# Gentoo rsync mirror auf suse root server ?

## Sonic Lux

Hallo,

ich plane seit einiger Zeit meinen einen noch freien rootserver als gentoo rsync (nicht disfiles) mirror abzustellen.

Ist jedoch ein SuSE 9.0(1) System. Da noch produktivDaten drauf sind, wie ein paar Homepages etc wollte ich ihn nicht platt machen.

Gibt es eine Möglichkeit ihn auch so als rsync mirror zu betreiben.

(Es ist erstmal ein test wie viel Traffic das ganze Schluckt, wie viel Load, wie viel mem etc)

(Wenn es dann 100ig feststeht das die Kiste nur noch Mirror wird kommt dann auch gentoo drauf.)

Danke für die Antworten  :Wink: 

Sonic

----------

## xces

 *Sonic Lux wrote:*   

> Gibt es eine Möglichkeit ihn auch so als rsync mirror zu betreiben.

 

Ja.

Wieso sollte das nicht gehen? rsync ist keine Erfindung von Gentoo.  :Wink: 

----------

## ian!

 *Sonic Lux wrote:*   

> (Es ist erstmal ein test wie viel Traffic das ganze Schluckt, wie viel Load, wie viel mem etc)

 

'Testen' ist schlecht. Man sollte schon beabsichtigen über eine längere Zeit zu mirrorn. Ich weiss allerdings nicht, ob z.Zt. noch rsync-Mirrors gebraucht werden. In der de-Rotation sind afaik alle Slots belegt.

Der Traffic schwankt relativ stark. In der europe-Rotation kann man mit etwa 50GB pro Monat rechnen.

Allerdings: Server vorher ordentlich sicher machen. Nichts gegen SuSE, aber die Rootserverinstallationen die ich bisher mit SuSE gesehen habe waren eine Einladung für Scriptkiddies sondersgleichen. Also bitte den Server vorher sicher machen.

----------

## Sonic Lux

Jo ja klar mit dem rsync.

Aber was muss ich wo eintragen ?

Ist das wirklich nur die rsync conf siehe Anleitung ?

Was ist da noch in dem gentoo paket "rsync mirror" drin ?

══════

## Aufgabenstellung
Gib aus dem Thread zum Gentoo-rsync-Mirror oben den Abschnitt von „Der Traffic schwankt“ bis „wo eintragen ?“ wortgetreu wieder.

## Bereitgestelltes Material
══════

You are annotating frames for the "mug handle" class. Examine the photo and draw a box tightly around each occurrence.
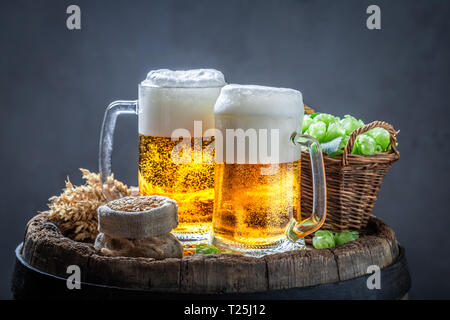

══════

## Lösung
Der Traffic schwankt relativ stark. In der europe-Rotation kann man mit etwa 50GB pro Monat rechnen.

Allerdings: Server vorher ordentlich sicher machen. Nichts gegen SuSE, aber die Rootserverinstallationen die ich bisher mit SuSE gesehen habe waren eine Einladung für Scriptkiddies sondersgleichen. Also bitte den Server vorher sicher machen.

----------

## Sonic Lux

Jo ja klar mit dem rsync.

Aber was muss ich wo eintragen ?